Can you repeat word for word everything from the start of the listing down to the line containing "point(648, 490)", with both ends included?

Collected data entries:
○ ○ ○ ○

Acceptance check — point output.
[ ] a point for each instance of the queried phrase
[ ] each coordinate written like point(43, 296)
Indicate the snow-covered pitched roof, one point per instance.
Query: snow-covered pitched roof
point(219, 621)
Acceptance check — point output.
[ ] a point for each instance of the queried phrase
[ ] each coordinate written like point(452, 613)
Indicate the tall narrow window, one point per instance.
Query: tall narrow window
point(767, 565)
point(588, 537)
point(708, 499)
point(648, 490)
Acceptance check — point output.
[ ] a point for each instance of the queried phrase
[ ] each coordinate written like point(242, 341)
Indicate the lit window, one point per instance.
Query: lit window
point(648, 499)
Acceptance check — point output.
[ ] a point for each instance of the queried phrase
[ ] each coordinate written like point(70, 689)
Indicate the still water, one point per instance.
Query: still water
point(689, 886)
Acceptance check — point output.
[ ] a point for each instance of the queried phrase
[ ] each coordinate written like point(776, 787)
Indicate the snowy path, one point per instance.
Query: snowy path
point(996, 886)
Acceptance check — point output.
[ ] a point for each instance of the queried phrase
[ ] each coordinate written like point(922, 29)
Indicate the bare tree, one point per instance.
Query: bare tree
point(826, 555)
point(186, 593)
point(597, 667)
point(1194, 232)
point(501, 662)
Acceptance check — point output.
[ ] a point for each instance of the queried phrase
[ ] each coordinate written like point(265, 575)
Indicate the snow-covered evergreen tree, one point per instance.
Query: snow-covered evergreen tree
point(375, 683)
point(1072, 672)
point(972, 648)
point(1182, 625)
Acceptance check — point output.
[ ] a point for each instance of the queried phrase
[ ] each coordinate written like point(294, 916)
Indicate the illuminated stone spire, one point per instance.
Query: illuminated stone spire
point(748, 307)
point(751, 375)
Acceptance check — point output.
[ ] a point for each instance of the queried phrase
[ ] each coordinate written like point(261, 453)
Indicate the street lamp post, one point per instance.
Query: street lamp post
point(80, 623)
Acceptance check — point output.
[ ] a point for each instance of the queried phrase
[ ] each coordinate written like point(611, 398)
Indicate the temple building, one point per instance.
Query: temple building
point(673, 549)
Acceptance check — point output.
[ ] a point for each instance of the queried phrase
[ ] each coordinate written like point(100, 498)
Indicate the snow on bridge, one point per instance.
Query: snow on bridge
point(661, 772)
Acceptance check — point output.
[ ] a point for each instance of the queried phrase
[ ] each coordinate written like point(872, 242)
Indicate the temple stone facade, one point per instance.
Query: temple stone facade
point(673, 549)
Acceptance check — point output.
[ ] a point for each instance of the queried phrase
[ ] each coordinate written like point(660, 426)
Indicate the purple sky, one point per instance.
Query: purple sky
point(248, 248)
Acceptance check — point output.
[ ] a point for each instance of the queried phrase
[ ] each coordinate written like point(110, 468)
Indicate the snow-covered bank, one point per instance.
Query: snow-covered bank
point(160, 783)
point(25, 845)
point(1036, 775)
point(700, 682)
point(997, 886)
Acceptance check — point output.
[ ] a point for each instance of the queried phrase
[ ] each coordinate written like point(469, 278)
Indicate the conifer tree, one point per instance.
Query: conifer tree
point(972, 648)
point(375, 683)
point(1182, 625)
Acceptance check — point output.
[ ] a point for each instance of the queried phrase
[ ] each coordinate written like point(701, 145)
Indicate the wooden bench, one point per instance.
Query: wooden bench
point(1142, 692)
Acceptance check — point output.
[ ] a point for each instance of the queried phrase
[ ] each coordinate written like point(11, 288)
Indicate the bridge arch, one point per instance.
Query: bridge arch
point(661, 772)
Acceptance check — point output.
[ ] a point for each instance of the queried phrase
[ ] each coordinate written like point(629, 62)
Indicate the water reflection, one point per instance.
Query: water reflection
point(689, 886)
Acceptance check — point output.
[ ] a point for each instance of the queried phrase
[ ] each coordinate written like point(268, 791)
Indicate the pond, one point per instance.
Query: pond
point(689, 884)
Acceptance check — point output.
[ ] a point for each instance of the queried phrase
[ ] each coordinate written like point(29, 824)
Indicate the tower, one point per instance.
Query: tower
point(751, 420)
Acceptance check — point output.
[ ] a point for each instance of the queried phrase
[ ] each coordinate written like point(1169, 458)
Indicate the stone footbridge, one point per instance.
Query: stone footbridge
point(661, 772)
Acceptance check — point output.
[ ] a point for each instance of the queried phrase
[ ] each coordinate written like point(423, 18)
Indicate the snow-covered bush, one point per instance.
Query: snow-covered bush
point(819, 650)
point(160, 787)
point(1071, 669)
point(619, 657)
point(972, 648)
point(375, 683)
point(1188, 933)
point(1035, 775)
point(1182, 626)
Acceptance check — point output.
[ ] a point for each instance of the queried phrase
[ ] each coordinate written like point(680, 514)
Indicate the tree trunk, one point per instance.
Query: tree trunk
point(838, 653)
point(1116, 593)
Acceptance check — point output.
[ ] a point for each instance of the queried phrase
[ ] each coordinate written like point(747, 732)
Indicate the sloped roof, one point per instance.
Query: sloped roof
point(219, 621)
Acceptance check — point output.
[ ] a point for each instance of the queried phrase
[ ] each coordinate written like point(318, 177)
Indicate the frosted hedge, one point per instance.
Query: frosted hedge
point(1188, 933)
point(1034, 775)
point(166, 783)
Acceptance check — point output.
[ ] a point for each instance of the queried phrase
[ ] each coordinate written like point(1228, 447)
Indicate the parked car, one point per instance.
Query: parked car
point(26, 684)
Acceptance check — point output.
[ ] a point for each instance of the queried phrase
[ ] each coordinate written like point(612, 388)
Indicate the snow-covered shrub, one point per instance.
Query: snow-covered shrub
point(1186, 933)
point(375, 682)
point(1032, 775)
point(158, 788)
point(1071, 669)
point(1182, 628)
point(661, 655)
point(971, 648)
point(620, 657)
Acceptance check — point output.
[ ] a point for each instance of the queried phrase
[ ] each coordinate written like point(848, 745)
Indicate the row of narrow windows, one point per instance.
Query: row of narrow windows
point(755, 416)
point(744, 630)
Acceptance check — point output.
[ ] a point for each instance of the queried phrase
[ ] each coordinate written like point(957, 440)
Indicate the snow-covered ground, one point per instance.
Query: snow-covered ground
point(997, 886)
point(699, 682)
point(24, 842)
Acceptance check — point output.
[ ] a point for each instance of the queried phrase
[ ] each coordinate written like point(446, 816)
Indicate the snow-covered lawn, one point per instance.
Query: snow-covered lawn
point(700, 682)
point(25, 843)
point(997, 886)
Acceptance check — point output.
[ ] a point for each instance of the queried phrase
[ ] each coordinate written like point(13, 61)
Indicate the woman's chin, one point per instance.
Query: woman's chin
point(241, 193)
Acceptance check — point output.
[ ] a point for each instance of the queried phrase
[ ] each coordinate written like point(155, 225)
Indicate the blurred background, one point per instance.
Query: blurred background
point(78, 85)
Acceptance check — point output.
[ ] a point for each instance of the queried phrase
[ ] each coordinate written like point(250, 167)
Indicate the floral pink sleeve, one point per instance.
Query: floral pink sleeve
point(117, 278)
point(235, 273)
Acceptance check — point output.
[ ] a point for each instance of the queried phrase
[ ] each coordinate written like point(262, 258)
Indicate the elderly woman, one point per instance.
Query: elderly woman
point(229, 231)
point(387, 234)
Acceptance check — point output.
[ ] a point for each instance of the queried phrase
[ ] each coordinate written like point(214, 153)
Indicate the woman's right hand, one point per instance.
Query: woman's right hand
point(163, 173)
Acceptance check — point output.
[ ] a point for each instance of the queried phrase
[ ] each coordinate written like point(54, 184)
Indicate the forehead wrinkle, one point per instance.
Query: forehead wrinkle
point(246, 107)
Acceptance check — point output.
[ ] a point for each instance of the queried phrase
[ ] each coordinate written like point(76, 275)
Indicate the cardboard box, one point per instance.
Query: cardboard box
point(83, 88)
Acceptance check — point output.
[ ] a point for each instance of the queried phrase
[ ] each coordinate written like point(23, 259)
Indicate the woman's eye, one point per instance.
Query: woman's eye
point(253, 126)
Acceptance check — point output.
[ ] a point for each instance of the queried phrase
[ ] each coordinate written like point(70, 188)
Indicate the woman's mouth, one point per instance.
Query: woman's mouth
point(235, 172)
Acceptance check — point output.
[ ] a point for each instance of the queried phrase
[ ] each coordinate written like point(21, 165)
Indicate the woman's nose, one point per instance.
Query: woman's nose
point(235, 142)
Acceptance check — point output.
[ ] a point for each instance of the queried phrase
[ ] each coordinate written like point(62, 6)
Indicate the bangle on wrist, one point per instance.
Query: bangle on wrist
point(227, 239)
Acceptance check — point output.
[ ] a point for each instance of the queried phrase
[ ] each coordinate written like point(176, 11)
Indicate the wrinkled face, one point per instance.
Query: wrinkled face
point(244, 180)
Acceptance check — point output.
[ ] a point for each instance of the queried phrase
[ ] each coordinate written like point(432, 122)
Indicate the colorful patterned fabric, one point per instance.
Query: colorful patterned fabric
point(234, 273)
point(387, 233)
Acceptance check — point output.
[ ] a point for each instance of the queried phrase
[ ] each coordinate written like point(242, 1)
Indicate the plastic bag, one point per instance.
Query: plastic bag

○ ○ ○ ○

— Finished task —
Acceptance check — point output.
[ ] a point for each instance of the queried phrase
[ ] each coordinate written like point(43, 296)
Indicate the snow-covered pitched roof, one point per instance.
Query: snow-covered pitched roof
point(219, 621)
Acceptance check — point output.
[ ] a point for each instance of the queried phrase
[ ] each coordinate written like point(452, 613)
Indicate the tall narrow window, one point per instance.
Query: tall narrow window
point(767, 565)
point(588, 537)
point(708, 499)
point(648, 490)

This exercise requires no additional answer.